◆ Supplied text ◆
☆ ☆ ☆ ☆

• Effect of ramp rate and reliability of peak physiological responses during arm crank ergometry

      do Amaral, Ivan Branco (University of Bedfordshire, 2005-08)
      Introduction: Asynchronous arm crank ergometry (ACE) is a viable mode of exercise testing for specific groups (e.g. wheelchair-bound individuals, kayakers) and is employed within clinical settings for the purpose of rehabilitation. This study aimed to; (1) investigate peak physiological responses to three ACE tests varied with respect to ramp rate, (2) from these to identify an optimal test based upon the attainment of vo2 peak. and (3) to assess the extent of test-retest reliability for each selected parameter. This was achieved by way of requiring individuals to repeat their optimal test. Methods: Eighteen healthy men performed three exercise tests, differentiated in ramp rate, in a random order. These consisted of a standard 4 min warm-up after which time the workload increased by 6 (T1), 10 (T2) or 12 W.min-1 (T3). An imposed crank rate of 80 rev.min-1 was maintained throughout all tests. The optimal test (Topt) for each subject was defined as that which elicited the highest value of oxygen consumption ( V02 peak). In order to assess test-retest reliability Topt was repeated. Systematic bias for all parameters between T1, T2 and T3 was assessed using separate one-way ANOVA tests with repeated measures. Reliability of the parameters was assessed using a number of conventional statistical procedures. Results: Peak power output (PPO) was significantly higher (P<0.05) with the 12 W·min-1 ramp test. Peak lactate (Hlapeak), peak respiratory exchange ratio (RERpeak) and PPO were significantly lower (P<0.05) in T1. There was no systematic change between test-retest (P>0.05) and all measures were within 10% variation as determined by 95% confidence intervals (95%CI). Conclusions: T2 and T3 are both equally appropriate for eliciting peak physiological responses in ACE while T3 is most appropriate for peak functional capacity. Traditional reliability measures suggested an appropriate level of test-retest reproducibility.

☆ ☆ ☆ ☆

◆ Record set ◆
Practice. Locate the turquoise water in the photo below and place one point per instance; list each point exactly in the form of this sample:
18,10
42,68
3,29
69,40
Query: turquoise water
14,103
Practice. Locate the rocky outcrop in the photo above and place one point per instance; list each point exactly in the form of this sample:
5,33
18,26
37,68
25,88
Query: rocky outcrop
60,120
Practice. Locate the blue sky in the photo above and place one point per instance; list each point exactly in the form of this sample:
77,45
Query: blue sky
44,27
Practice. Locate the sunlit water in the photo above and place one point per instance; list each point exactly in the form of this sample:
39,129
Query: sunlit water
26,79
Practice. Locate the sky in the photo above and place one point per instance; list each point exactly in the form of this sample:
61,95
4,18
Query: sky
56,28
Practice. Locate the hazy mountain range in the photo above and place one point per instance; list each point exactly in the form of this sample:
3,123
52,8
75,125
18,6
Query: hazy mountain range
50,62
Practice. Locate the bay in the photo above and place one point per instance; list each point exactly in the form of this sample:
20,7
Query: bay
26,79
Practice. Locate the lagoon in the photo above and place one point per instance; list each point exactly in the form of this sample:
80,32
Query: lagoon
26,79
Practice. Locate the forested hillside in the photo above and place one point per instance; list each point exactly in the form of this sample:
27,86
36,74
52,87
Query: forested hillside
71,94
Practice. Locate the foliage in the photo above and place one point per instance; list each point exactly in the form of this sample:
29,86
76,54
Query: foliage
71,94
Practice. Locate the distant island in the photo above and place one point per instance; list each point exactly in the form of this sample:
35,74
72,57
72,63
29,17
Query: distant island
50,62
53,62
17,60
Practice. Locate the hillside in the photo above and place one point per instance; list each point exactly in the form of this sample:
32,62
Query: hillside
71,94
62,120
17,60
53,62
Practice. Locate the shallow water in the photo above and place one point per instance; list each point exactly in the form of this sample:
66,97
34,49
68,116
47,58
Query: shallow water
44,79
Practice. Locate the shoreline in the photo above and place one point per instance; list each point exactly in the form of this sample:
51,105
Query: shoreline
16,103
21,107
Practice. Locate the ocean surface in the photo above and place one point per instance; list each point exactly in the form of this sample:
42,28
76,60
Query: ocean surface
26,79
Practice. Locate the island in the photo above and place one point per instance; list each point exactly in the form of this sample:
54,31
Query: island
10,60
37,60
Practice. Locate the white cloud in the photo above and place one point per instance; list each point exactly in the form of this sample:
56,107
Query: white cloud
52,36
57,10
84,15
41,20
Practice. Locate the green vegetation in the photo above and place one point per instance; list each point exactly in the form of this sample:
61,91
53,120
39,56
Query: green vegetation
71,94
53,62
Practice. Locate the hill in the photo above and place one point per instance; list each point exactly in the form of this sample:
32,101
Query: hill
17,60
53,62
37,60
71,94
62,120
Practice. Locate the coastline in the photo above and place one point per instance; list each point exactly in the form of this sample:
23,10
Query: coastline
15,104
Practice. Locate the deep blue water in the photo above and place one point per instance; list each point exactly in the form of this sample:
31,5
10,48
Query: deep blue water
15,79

☆ ☆ ☆ ☆

◆ Exercise requirements ◆
In the abstract on arm crank ergometry, what crank rate did subjects maintain throughout all the tests?

◆ Solution for this exercise ◆
80 rev.min-1